> _Questions_:
a - Print, word for word, the part of the article on MS specialist nurses that opens with the words containing "Particularly, the 2018" and closes with "across the U.K.".
b - According to the article on MS specialist nurses, how many patients does each MS Specialist Nurse handle on average?
c - Continue the article on MS specialist nurses from its last sentence.
*** Source text ***
Nurses who specialize in treating multiple sclerosis (MS) patients in the U.K. are handling heavier caseloads than recommended or preferred, resulting in patients going without the necessary care and support they deserve, the MS Trust reports.
Particularly, the 2018 report notes that newer treatments require more complex and careful monitoring. However, it found that each MS Specialist Nurse (MSSN) handles 379 patients on average, rather than the 315 the group considers a “sustainable figure.”
The October report, “MS Specialist Nursing in the UK 2018: Results from the 2018 MS Trust Nurse Mapping Survey,” builds on the MS Trust’s 2016 survey. It is based on data from responses by MS specialist nursing teams, or nurses with an MS-only caseload, across the U.K.
In 2018, the Trust found that — although the number of whole-time equivalent (WTE, a unit of measure that converts part-time working hours into full-time equivalents) of MS specialist nurses (MSSNs) increased by up to 4% between 2016 and 2018 (from 241 to 250) — this increase “has not been rapid enough to counteract the lower sustainable caseload figure and increase in the number of people with MS.”
*** End of Source text ***
*** Records ***
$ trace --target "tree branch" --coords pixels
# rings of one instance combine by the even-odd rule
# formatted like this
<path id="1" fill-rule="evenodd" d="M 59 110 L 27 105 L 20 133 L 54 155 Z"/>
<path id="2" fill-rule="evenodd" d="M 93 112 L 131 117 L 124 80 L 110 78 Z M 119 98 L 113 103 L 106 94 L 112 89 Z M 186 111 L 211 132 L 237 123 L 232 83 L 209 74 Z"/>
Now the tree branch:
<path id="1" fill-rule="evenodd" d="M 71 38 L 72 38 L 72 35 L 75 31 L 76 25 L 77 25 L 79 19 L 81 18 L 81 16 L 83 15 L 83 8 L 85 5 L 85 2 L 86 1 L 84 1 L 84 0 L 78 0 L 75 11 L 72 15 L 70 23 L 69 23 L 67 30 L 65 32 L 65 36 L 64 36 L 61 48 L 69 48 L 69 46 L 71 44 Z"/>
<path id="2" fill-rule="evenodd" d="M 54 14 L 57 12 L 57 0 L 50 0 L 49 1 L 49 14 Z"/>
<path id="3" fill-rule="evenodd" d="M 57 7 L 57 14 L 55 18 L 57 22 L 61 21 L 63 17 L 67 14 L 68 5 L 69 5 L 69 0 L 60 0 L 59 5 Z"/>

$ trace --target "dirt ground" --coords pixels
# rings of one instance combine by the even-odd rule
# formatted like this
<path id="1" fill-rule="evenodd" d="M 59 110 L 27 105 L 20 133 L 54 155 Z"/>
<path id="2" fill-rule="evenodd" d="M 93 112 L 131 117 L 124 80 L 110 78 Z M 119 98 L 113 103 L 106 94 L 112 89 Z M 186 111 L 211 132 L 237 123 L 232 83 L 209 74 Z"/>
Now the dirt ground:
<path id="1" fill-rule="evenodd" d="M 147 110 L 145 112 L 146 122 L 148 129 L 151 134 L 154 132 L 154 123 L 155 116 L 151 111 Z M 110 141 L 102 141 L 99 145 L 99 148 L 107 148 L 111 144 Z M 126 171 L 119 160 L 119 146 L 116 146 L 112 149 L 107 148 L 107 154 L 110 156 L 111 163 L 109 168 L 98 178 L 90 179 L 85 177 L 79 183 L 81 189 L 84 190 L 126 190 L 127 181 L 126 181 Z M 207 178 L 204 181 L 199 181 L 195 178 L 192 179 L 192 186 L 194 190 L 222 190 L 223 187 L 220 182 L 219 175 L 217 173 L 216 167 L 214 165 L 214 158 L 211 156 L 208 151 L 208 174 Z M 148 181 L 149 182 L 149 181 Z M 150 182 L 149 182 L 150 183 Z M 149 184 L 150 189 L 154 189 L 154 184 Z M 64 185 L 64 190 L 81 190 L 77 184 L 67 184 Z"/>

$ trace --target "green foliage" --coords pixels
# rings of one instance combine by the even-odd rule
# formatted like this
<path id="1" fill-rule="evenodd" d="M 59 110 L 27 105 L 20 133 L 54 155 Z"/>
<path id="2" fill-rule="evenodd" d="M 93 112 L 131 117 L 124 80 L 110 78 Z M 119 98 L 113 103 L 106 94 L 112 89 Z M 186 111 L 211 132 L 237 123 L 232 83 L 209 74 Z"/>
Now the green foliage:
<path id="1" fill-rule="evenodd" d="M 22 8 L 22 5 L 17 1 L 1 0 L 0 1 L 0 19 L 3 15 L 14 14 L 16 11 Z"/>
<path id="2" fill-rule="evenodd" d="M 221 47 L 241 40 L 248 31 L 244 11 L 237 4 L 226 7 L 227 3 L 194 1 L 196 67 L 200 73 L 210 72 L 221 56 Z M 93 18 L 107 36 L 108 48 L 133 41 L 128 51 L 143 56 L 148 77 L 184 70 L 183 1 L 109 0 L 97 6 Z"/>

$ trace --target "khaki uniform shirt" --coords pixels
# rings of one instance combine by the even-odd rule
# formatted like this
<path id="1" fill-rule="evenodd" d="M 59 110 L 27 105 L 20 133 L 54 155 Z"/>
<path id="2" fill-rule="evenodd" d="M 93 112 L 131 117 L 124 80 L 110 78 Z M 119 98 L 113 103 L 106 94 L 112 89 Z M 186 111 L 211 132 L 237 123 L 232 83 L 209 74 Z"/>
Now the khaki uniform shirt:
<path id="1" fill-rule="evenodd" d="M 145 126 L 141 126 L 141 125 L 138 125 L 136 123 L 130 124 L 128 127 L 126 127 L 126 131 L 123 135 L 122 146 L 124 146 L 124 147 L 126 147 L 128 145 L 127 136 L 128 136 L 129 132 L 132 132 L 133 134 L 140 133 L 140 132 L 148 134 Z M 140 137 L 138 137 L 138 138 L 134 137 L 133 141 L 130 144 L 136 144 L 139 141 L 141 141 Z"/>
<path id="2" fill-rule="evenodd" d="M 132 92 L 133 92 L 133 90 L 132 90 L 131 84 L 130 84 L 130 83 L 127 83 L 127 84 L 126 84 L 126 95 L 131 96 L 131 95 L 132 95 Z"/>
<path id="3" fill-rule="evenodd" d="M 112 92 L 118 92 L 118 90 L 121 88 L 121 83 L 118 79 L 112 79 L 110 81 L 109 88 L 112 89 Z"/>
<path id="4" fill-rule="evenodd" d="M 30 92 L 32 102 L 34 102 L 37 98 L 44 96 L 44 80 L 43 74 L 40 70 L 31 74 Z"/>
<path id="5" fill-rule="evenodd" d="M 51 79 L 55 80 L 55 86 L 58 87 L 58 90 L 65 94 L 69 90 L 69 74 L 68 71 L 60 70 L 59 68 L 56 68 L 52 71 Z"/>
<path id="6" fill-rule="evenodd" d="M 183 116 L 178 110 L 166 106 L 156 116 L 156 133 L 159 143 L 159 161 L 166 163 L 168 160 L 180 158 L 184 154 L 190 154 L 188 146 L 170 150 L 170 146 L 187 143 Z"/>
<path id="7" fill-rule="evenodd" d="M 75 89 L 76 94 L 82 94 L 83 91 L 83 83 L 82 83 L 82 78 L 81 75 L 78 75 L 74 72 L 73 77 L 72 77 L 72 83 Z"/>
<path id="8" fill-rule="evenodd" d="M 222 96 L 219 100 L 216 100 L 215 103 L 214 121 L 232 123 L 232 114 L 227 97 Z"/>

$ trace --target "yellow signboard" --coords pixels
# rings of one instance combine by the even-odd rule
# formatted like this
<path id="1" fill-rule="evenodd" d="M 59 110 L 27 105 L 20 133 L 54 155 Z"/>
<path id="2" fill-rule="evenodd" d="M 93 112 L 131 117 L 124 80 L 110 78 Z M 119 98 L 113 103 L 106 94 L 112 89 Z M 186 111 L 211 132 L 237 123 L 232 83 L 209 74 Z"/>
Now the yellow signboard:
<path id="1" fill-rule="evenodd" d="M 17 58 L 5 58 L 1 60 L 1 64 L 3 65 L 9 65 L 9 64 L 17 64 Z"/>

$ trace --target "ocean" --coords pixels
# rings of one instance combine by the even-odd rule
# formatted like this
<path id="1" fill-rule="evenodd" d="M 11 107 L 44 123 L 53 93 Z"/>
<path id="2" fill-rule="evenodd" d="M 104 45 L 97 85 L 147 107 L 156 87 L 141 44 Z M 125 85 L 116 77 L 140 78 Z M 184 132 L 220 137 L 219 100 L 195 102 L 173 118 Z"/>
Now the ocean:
*** End of Records ***
> _Task-by-task outputs_:
a -
Particularly, the 2018 report notes that newer treatments require more complex and careful monitoring. However, it found that each MS Specialist Nurse (MSSN) handles 379 patients on average, rather than the 315 the group considers a “sustainable figure.”
The October report, “MS Specialist Nursing in the UK 2018: Results from the 2018 MS Trust Nurse Mapping Survey,” builds on the MS Trust’s 2016 survey. It is based on data from responses by MS specialist nursing teams, or nurses with an MS-only caseload, across the U.K.

b - 379 patients.

c -
Currently, the recommended caseload for MSSNs is 358. But work by the MS Trust show that as patient care and demands on MS nurses changed, a lesser number is more suitable.
“The existing sustainable caseload of 358 people with MS for each WTE MSSN was recognized as too high. Work recently commissioned by the MS Trust … recommended 315 as more realistic,” the report states.
Furthermore, a nearly a quarter of MS patients (more than 26,000 people) live in areas where caseloads are more than twice the recommended number. And, working on with an estimate of 127,000 total MS patients in the U.K., the Trust report found that 77 percent “live in areas where caseloads are in excess of 315 per WTE” nurse specialist.
This excess suggests MS patients there are missing out on proper care, and symptom and treatment management.